*** Opening Source data ***
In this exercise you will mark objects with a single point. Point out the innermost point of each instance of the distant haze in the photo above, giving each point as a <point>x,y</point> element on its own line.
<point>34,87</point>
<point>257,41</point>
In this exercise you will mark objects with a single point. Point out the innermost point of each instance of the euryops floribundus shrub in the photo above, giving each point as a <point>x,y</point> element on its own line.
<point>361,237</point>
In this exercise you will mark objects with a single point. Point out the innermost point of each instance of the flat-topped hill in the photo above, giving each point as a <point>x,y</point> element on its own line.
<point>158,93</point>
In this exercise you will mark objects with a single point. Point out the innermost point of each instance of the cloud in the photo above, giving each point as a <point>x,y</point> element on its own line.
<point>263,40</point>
*** Closing Source data ***
• Assignment: All records above need to be set down again exactly as written.

• Task output:
In this exercise you will mark objects with a single point. Point out the innermost point of each instance of the distant haze in the photo above, giving each point as a <point>x,y</point> element on its own line.
<point>34,87</point>
<point>257,41</point>
In this exercise you will mark objects with a single point. Point out the innermost point of each instance of the euryops floribundus shrub in the photo above, giving each point as a <point>x,y</point> element on its own line.
<point>361,237</point>
In this exercise you will mark objects with a single point. Point out the innermost point of each instance of the flat-topped hill in the photo above, giving each point as a <point>x,y</point> element on its own line.
<point>158,93</point>
In this exercise you will mark objects with a single point. Point out the innermost point of each instance of the cloud in the photo above, giving each point as a <point>x,y</point> element on its own line.
<point>263,40</point>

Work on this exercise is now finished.